Required work:
In the records below, copy out the stretch that opens with the line containing "of the dark" and closes with the line containing "x=490, y=167", swapping "largest disc" for "largest circle" and changing nothing else.
━━ Extracted material ━━
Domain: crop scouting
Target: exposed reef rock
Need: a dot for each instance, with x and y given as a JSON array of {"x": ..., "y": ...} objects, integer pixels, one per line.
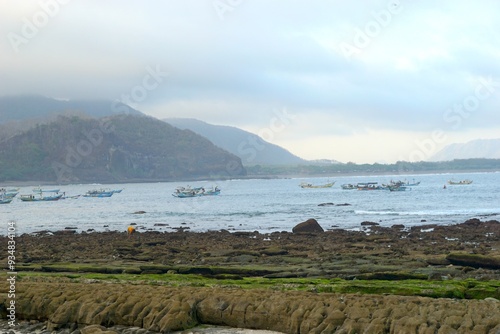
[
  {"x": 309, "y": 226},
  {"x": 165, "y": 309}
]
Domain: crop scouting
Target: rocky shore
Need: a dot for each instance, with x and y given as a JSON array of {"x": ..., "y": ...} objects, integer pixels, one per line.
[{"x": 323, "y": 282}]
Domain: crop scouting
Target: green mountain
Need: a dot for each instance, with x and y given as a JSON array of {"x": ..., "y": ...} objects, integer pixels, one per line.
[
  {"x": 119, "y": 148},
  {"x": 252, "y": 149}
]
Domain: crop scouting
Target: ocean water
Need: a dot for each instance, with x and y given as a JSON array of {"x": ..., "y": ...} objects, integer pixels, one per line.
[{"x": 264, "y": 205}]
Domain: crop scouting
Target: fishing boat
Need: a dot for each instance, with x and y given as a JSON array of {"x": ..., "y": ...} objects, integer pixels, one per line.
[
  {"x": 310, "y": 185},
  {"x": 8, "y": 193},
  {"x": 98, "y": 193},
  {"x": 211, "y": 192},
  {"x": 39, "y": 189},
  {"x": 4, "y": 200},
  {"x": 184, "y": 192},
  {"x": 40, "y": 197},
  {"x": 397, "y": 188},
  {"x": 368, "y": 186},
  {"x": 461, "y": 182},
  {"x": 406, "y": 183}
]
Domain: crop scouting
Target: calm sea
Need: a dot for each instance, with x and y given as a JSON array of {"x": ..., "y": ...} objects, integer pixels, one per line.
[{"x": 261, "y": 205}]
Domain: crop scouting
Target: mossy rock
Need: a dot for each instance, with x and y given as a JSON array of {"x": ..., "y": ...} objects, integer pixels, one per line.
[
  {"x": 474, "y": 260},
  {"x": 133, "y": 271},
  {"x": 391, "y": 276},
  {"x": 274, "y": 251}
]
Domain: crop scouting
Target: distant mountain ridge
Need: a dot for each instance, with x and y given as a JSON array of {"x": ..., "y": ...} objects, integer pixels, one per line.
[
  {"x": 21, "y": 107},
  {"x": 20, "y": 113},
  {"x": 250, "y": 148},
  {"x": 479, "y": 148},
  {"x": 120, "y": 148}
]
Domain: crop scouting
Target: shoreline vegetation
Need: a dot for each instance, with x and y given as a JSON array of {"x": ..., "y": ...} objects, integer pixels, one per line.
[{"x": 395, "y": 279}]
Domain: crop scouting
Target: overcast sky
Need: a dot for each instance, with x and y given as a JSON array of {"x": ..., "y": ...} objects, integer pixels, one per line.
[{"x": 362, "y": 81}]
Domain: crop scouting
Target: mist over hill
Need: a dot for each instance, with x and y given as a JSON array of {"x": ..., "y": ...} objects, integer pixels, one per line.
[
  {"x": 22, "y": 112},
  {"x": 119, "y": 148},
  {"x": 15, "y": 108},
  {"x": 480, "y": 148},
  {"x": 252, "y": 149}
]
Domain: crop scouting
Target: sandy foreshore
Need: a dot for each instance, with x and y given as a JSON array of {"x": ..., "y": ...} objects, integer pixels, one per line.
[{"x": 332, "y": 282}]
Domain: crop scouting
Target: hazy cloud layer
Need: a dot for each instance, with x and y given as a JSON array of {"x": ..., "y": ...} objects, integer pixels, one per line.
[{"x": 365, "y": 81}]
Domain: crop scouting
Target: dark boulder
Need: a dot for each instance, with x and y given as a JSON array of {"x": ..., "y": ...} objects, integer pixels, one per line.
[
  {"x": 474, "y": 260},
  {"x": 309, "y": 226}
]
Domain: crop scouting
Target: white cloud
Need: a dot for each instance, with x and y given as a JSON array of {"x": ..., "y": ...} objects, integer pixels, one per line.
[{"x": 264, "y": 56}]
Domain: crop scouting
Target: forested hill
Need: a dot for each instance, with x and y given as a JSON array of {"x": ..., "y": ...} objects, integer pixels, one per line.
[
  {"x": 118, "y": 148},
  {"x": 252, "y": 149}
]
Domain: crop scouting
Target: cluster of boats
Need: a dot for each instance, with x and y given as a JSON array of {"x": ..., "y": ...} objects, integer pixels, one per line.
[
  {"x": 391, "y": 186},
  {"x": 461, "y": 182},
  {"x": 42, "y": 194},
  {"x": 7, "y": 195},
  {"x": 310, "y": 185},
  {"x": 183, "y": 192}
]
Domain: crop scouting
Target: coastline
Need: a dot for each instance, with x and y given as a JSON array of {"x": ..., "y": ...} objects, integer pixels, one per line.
━━━
━━ Extracted material ━━
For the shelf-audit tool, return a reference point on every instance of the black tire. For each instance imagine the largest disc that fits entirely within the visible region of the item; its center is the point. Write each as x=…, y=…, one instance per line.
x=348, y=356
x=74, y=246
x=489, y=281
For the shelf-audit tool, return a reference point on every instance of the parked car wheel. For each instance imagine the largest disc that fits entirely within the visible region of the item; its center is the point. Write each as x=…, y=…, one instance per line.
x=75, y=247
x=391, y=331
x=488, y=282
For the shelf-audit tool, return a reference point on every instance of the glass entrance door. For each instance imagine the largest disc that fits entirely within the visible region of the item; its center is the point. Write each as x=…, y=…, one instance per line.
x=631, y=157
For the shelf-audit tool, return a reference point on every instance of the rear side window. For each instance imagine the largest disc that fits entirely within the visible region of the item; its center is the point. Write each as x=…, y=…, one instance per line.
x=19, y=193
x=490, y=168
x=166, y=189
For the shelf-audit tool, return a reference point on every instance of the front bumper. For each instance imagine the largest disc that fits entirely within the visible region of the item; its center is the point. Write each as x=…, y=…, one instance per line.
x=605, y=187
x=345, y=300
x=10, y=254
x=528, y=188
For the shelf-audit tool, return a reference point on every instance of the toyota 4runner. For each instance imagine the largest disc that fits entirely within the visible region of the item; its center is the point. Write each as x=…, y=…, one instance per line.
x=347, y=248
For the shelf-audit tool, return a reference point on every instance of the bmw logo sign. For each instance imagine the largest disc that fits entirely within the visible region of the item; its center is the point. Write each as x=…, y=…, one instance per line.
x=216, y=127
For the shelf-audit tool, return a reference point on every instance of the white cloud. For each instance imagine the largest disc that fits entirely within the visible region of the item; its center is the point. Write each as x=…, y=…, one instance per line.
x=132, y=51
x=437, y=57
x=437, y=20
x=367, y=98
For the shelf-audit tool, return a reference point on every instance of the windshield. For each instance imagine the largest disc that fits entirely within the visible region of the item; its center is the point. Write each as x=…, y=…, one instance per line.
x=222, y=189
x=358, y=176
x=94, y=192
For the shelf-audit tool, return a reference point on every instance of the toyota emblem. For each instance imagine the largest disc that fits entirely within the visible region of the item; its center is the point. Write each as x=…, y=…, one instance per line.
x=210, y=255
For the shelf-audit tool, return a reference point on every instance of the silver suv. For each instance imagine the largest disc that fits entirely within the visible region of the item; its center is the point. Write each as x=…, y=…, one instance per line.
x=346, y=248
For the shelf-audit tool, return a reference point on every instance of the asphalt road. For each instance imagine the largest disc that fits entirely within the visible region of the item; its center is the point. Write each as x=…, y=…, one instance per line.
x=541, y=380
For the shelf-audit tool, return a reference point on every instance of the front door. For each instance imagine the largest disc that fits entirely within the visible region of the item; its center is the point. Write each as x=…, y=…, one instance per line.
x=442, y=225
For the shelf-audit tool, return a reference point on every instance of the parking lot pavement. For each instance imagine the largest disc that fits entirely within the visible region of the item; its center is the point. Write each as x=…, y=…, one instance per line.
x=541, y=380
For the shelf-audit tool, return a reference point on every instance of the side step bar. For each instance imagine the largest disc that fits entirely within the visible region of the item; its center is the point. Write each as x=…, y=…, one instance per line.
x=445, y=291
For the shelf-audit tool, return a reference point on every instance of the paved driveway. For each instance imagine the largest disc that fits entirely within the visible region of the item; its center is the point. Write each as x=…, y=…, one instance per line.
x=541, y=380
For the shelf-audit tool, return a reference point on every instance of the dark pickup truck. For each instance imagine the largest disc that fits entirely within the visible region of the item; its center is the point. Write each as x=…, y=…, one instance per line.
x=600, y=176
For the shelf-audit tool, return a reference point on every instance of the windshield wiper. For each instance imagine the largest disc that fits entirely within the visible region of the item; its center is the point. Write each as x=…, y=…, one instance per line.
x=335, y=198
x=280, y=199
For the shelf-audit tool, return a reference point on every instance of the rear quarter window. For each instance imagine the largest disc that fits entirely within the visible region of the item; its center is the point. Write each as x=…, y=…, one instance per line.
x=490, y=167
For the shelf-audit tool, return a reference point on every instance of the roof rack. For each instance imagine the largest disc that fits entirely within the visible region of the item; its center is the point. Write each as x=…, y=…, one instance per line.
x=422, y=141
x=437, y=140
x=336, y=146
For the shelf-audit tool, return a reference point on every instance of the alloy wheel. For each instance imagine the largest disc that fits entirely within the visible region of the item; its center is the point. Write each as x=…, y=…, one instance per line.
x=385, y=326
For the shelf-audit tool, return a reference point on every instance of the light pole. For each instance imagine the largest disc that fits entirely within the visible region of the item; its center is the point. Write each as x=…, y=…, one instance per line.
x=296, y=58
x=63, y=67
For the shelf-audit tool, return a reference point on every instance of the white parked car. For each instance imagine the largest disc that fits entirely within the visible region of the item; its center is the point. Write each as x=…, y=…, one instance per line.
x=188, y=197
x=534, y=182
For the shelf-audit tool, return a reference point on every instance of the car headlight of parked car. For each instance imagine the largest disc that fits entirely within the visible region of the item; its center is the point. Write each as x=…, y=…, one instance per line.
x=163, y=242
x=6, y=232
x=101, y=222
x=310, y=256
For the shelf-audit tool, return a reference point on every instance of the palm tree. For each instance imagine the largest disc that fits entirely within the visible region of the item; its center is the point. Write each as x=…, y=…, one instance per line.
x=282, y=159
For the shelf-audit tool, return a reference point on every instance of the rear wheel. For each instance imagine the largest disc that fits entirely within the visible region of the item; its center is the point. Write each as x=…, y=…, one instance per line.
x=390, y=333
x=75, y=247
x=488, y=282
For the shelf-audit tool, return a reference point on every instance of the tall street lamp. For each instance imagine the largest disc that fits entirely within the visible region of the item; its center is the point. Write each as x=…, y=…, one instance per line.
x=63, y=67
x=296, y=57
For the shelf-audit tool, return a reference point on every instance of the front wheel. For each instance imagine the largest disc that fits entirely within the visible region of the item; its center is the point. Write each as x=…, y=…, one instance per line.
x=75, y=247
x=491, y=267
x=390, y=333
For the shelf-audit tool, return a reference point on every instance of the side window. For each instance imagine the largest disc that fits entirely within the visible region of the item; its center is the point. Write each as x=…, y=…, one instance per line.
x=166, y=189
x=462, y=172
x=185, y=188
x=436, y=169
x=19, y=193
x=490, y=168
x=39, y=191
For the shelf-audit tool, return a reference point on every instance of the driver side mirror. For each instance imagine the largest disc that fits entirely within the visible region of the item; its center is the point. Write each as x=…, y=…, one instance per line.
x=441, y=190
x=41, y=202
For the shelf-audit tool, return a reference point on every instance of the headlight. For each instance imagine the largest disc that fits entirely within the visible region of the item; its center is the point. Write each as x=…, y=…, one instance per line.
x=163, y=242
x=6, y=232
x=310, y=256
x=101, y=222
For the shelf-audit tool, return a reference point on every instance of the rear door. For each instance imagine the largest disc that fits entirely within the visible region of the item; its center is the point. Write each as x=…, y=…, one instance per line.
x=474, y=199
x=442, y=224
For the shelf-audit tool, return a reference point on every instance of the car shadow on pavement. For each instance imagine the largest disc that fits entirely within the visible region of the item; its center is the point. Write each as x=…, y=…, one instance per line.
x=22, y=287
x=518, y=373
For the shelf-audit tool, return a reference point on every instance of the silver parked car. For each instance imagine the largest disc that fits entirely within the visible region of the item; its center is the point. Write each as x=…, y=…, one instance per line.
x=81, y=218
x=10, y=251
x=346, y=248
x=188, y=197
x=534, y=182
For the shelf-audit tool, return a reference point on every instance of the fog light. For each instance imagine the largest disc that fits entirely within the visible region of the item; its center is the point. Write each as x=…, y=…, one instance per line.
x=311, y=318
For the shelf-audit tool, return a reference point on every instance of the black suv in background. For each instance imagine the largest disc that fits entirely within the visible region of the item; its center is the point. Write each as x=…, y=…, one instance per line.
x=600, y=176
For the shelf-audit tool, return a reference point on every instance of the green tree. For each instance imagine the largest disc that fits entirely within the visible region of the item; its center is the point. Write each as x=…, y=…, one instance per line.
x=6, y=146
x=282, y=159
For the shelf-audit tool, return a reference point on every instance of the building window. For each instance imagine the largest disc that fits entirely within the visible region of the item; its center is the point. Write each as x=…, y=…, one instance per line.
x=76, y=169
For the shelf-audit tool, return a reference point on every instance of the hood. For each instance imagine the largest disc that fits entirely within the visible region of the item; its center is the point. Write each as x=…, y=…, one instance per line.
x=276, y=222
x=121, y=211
━━━
Result of the exercise:
For the shelf-audit tool, return a reference point on every instance of the dark pickup truck. For each instance imagine the largest circle that fits entirely within the visible region of the item; its center is the point. Write each as x=…, y=…, one instance per line.
x=600, y=176
For the shelf-audit tool, return a reference point on every instance of the windshield wiper. For each instance imagine the largest circle that fits entirely within the visible region of the item; its center is the point. Write each as x=…, y=…, one instance per line.
x=335, y=198
x=280, y=199
For the shelf-audit tool, return a reference point on every instance of the rear quarter window. For each instance imagine the largest circle that fits entirely within the visible region of the item; its center is the point. Write each as x=…, y=…, one instance per line.
x=490, y=167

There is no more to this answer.